• Exercise requirements
Copy every one of the entries below verbatim, line for line, omitting the pictures.

** START OF Input material **

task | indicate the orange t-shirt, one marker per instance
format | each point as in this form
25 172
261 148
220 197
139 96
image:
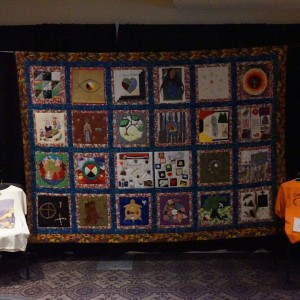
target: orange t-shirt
287 207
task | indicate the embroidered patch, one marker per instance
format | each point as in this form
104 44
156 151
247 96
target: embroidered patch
53 211
171 84
52 169
214 125
254 164
91 170
172 127
255 80
47 84
134 170
172 169
134 211
213 82
90 129
129 85
93 211
254 123
215 208
255 204
7 214
174 210
88 86
215 167
131 128
50 128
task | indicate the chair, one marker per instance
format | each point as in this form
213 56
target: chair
14 231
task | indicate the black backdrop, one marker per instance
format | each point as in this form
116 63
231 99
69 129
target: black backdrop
105 38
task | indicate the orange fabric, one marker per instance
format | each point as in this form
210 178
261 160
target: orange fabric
287 207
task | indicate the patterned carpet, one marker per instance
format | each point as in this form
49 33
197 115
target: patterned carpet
153 276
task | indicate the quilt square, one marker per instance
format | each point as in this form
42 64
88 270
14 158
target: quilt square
47 84
213 82
254 122
255 204
215 208
50 128
214 125
254 80
93 211
172 127
88 86
171 84
53 210
134 211
129 85
255 164
90 129
131 128
91 170
7 214
214 167
133 170
52 169
172 169
174 210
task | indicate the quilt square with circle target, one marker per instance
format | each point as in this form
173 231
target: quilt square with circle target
214 167
134 170
215 208
53 210
129 85
214 125
50 128
52 169
134 211
254 164
91 170
47 84
213 82
254 80
255 204
88 86
131 128
93 211
171 84
90 129
174 210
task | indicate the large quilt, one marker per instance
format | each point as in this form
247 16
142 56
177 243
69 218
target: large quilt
146 147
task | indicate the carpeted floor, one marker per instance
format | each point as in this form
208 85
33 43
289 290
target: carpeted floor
151 276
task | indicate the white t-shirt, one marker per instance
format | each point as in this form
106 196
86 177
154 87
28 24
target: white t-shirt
14 231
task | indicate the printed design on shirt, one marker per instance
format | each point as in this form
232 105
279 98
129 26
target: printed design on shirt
53 210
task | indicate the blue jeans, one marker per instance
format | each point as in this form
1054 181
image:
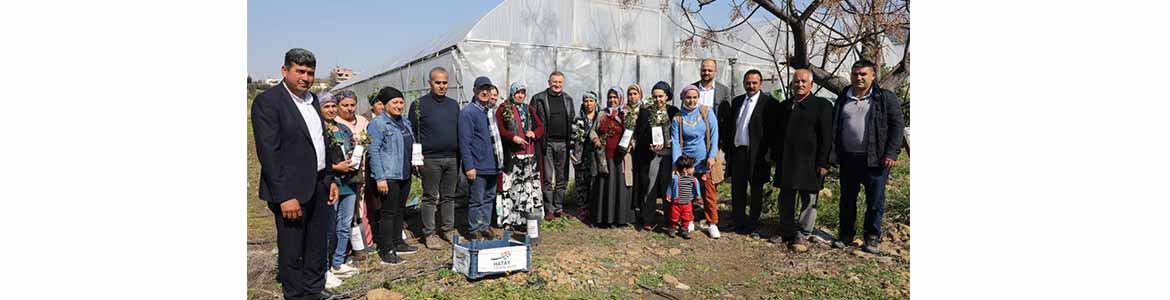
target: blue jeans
480 203
854 172
344 208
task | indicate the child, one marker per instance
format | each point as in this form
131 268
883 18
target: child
683 189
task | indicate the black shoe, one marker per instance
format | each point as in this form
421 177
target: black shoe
390 258
403 249
871 246
324 294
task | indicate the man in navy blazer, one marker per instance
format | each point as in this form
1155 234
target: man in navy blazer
290 143
749 141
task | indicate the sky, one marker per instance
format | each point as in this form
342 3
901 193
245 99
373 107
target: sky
352 34
365 34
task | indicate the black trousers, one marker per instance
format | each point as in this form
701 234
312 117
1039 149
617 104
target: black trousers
393 209
743 178
302 256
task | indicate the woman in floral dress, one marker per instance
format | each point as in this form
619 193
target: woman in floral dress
611 203
518 128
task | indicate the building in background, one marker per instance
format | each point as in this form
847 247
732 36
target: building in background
339 75
596 43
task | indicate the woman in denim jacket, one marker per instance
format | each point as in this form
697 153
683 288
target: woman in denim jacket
390 163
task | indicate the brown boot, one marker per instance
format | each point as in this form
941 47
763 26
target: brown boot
799 245
432 243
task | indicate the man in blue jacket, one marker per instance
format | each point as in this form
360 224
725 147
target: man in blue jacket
868 140
432 117
479 158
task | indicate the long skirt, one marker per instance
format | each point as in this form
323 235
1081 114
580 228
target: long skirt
611 202
522 191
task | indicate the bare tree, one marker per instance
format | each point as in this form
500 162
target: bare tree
862 28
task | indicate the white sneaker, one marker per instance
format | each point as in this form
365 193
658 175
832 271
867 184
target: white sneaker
344 271
331 281
714 231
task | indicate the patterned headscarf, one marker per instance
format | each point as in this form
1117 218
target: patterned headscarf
621 100
344 95
590 95
685 89
665 87
640 91
515 87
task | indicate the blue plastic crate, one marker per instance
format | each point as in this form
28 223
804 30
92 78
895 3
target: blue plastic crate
480 258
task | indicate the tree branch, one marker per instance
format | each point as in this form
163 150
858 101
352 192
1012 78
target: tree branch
807 12
901 73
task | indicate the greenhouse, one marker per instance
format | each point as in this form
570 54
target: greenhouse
597 43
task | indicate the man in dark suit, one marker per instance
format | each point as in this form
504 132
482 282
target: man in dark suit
711 94
290 143
749 145
800 151
868 138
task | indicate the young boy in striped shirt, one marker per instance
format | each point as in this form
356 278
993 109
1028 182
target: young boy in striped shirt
683 189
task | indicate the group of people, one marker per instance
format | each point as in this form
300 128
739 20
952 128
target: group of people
338 182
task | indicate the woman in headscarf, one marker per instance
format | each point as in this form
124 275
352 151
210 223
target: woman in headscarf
390 164
337 149
518 129
611 200
582 152
633 106
653 145
695 134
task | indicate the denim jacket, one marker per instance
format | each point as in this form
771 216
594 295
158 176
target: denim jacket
694 136
386 148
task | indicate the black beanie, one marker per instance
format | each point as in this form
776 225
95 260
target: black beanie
386 94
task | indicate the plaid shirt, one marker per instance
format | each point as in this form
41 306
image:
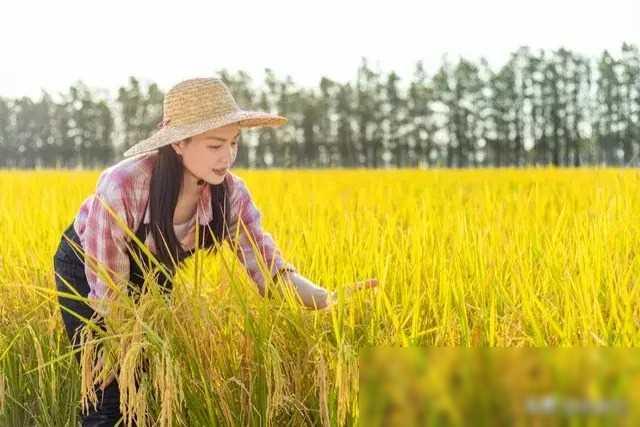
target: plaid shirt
125 188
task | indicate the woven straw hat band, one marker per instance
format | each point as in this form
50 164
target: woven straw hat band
197 100
197 105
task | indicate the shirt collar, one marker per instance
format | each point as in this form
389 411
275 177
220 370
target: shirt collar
203 211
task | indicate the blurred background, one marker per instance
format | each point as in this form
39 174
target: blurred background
415 84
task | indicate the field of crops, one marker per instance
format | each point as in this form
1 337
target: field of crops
473 258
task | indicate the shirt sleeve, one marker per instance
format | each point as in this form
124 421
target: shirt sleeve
254 247
105 243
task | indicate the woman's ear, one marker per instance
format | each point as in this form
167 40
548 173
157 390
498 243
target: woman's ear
177 147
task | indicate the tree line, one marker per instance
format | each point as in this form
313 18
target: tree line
539 108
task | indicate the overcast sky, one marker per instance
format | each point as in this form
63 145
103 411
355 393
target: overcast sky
52 44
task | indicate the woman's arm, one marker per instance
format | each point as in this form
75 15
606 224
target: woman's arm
254 247
311 295
105 244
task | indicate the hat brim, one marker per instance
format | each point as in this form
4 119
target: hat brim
171 134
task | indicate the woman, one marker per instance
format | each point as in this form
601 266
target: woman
174 180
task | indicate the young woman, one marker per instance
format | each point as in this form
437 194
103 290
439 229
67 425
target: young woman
177 178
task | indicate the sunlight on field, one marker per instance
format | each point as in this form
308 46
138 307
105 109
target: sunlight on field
466 258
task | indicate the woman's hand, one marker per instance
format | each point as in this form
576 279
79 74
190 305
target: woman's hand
332 298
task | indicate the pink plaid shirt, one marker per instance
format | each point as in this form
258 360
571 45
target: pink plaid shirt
125 188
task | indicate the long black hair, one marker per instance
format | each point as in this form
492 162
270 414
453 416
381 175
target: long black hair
164 190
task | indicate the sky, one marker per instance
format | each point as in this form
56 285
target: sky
51 45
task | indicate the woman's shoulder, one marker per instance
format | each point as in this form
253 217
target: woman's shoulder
127 173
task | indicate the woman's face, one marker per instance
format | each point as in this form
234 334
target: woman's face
211 154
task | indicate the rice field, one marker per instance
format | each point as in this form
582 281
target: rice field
468 258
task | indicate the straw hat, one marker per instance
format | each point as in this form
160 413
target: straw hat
198 105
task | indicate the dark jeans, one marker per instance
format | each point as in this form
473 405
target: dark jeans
71 267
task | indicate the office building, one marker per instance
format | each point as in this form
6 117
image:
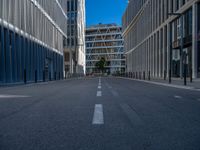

** END OF Input material **

• Output for this exercise
task | indicate the orange t-shirt, one marker per instance
format | each point as in this form
25 172
261 148
220 197
139 96
image:
target: orange t-shirt
287 207
task | indicate the embroidered patch, one marker per instance
format | each point as in this form
104 44
156 151
247 96
target: embroidered patch
53 211
171 84
52 169
214 125
254 164
91 170
172 127
255 80
47 84
134 170
172 169
134 211
213 82
90 129
129 85
93 211
254 123
215 208
255 204
7 214
174 210
88 86
215 167
131 128
50 128
task | indicate the chair, one marker per instance
format | each point as in this form
213 56
target: chair
14 231
task | indicate the black backdrop, one marker per instance
format | each point as in this form
116 63
231 99
69 129
target: black backdrop
105 38
task | indicate the orange fabric, one marker per instance
format | each point as in this form
210 178
261 160
target: orange fabric
287 207
task | indicate the patterned carpet, one marker per instance
format | each point as in this form
49 33
197 115
target: patterned carpet
153 276
task | indicate the quilt square, one marker per instance
format | each point as in this form
42 64
88 270
14 158
target: quilt square
47 84
213 82
254 122
255 204
215 208
50 128
214 125
254 80
93 211
172 127
88 86
171 84
53 210
134 211
129 85
255 164
90 129
131 128
91 170
7 214
214 167
133 170
52 169
172 169
174 210
task | indicate the quilt square with circle target, one marker per instance
format | each point as in this form
173 231
target: quilt square with circle target
214 167
134 170
215 208
53 210
129 85
214 125
50 128
52 169
134 211
254 164
91 170
47 84
213 82
254 80
255 204
88 86
131 128
93 211
171 84
90 129
174 210
task | indicate the large quilt, one marker per instance
format | each point as in this form
247 16
142 56
177 243
69 218
target: large quilt
146 147
task | indicate the carpeted floor, one marker per instance
format | each point as in this form
208 85
33 43
289 290
target: carpeted floor
151 276
task | indicate the white t-shirt, one marker per instance
format | each point as in this form
106 196
86 177
154 87
28 24
target: white t-shirt
14 231
task | indicate the printed design on shirt, one marker per instance
format | each point as in this form
232 105
279 98
129 26
target: printed design on shirt
53 210
task | indicate the blue jeans, one marker per instance
format | each point as in this form
1054 181
image:
target: blue jeans
480 203
854 172
344 208
task | indicate the child, one marker per instance
format | each point as in this form
131 268
883 18
target: child
683 189
task | indicate the black shoe, one marker per instance
format | each point as in this form
421 177
target: black shoe
390 258
403 249
871 246
324 294
task | indicate the man in navy blazer, one marker per instance
format | each point as in this form
1155 234
target: man in navy blazer
290 143
749 141
task | indicate the sky, one marker per instance
format | each point as in this form
342 3
901 193
245 99
373 107
target: sky
352 34
365 34
task | indicate the black trousers, one marker per instance
format | each point as in this form
701 234
312 117
1039 149
617 104
target: black trousers
393 209
743 178
302 256
task | indicate the woman in floral dress, one marker per instance
format | each point as in this form
619 193
target: woman in floral dress
611 203
518 128
task | indicate the building in background, one marker per instance
format | each point as in this form
847 247
732 36
target: building in background
339 75
596 43
task | indicate the woman in denim jacket, one marker per instance
format | each point as in this form
697 153
683 288
target: woman in denim jacket
390 163
task | indicate the brown boot, one marker per instance
format | each point as in this form
941 47
763 26
target: brown boot
799 245
432 243
task | indicate the man in blue jacket, one marker per instance
format | each point as in this form
360 224
725 147
target: man in blue jacket
868 140
432 117
479 158
task | indicate the long skirt, one marker per instance
format | each point as in this form
323 235
1081 114
580 228
target: long skirt
611 202
522 191
task | indicate the bare tree, one marker per instance
format | each point as in this form
500 162
target: bare tree
862 28
task | indicate the white sneaker, one marker per instance
format | each point as in this form
365 193
658 175
832 271
867 184
target: white sneaker
344 271
331 281
714 231
task | indicate the patterned headscarf, one marker per instance
format | each point as in this form
1117 218
target: patterned headscarf
621 100
344 95
590 95
685 89
665 87
640 91
515 87
task | indicate the blue plastic crate, one marker per instance
format | each point as in this form
28 223
804 30
92 78
895 3
target: blue plastic crate
480 258
task | indicate the tree branch, one marker per instance
format | each point as in this form
163 150
858 101
352 192
1012 78
target: tree branch
807 12
901 73
task | indicate the greenhouse, one marker per instance
format | each point as in this form
570 54
target: greenhouse
597 43
task | indicate the man in dark suit, one marker per instance
format | each point as in this form
504 132
482 282
target: man in dark suit
711 94
290 143
749 145
800 151
868 138
task | indicate the young boy in striped shirt, one marker per instance
format | each point as in this form
356 278
993 109
1028 182
target: young boy in striped shirt
683 189
task | indicate the group of people, one marker per instance
format | each point as in this form
300 128
739 20
952 128
target: group of people
338 182
task | indicate the woman in headscarf, one marker per instance
format | each point as in this form
124 275
352 151
210 223
target: woman in headscarf
390 164
337 149
518 129
611 200
582 152
633 106
653 145
695 134
task | indicate the denim jacket, one marker per instance
format | each point as in this form
771 216
594 295
158 176
target: denim jacket
694 136
386 148
task | indicate the black beanie, one marker per instance
format | each point as in this form
776 225
95 260
target: black beanie
386 94
task | indicate the plaid shirt, one marker per instance
format | each point as in this form
41 306
image:
target: plaid shirt
125 188
task | indicate the woven straw hat band, one marker per instance
format | each point as in this form
50 164
target: woven straw hat band
197 100
197 105
task | indicate the shirt collar, one marker per instance
format | each point as in this form
389 411
275 177
220 370
target: shirt collar
203 211
task | indicate the blurred background, one marker per instance
format | each point as in this form
39 174
target: blurred background
415 84
task | indicate the field of crops, one marker per instance
format | each point as in this form
1 337
target: field of crops
473 258
task | indicate the shirt sleeve, one marker per instance
format | each point as in this form
124 421
target: shirt sleeve
254 247
105 243
task | indicate the woman's ear, one marker per instance
format | each point as in this form
167 40
548 173
157 390
498 243
target: woman's ear
177 147
task | indicate the tree line, one marker per instance
format | each point as in this form
313 18
target: tree line
539 108
task | indicate the overcast sky, one marker per instance
format | each point as in this form
63 145
103 411
355 393
target: overcast sky
52 44
task | indicate the woman's arm, one marker per instance
format | each point as in this form
75 15
606 224
target: woman's arm
254 247
311 295
105 244
task | indicate the hat brim, one marker per instance
format | each point as in this form
4 119
target: hat brim
171 134
task | indicate the woman, one marker per instance
format | each point as in this form
601 266
target: woman
174 180
task | indicate the young woman, one marker per instance
format | each point as in this form
437 194
103 290
439 229
67 425
target: young woman
177 178
task | indicate the sunlight on field, one marker per instance
format | each point as in this form
308 46
138 307
105 109
target: sunlight on field
466 258
task | indicate the woman's hand, one marker per instance
format | each point as in this form
576 279
79 74
190 305
target: woman's hand
332 298
task | indicate the pink plaid shirt, one marker per instance
format | each point as in this form
258 360
571 45
target: pink plaid shirt
125 188
task | indicate the long black hair, one marker per instance
format | each point as in this form
492 162
270 414
453 416
381 175
target: long black hair
164 190
task | indicate the sky, one marker per instance
format | each point as in this form
56 285
target: sky
51 45
task | indicate the woman's shoulder, one marker per instance
format | each point as in this form
253 217
target: woman's shoulder
127 173
task | indicate the woman's face, one marker per instance
format | each point as in this form
234 334
target: woman's face
211 154
task | indicate the rice field, one marker per instance
format | each point as in this form
582 281
target: rice field
468 258
task | indicate the straw hat, one marker per instance
format | each point as in this form
160 413
target: straw hat
198 105
task | indicate the dark jeans, one marker per instance
format | each point as in this form
473 405
target: dark jeans
71 267
task | indicate the office building, one marker per instance
format | each point as in this form
6 117
image:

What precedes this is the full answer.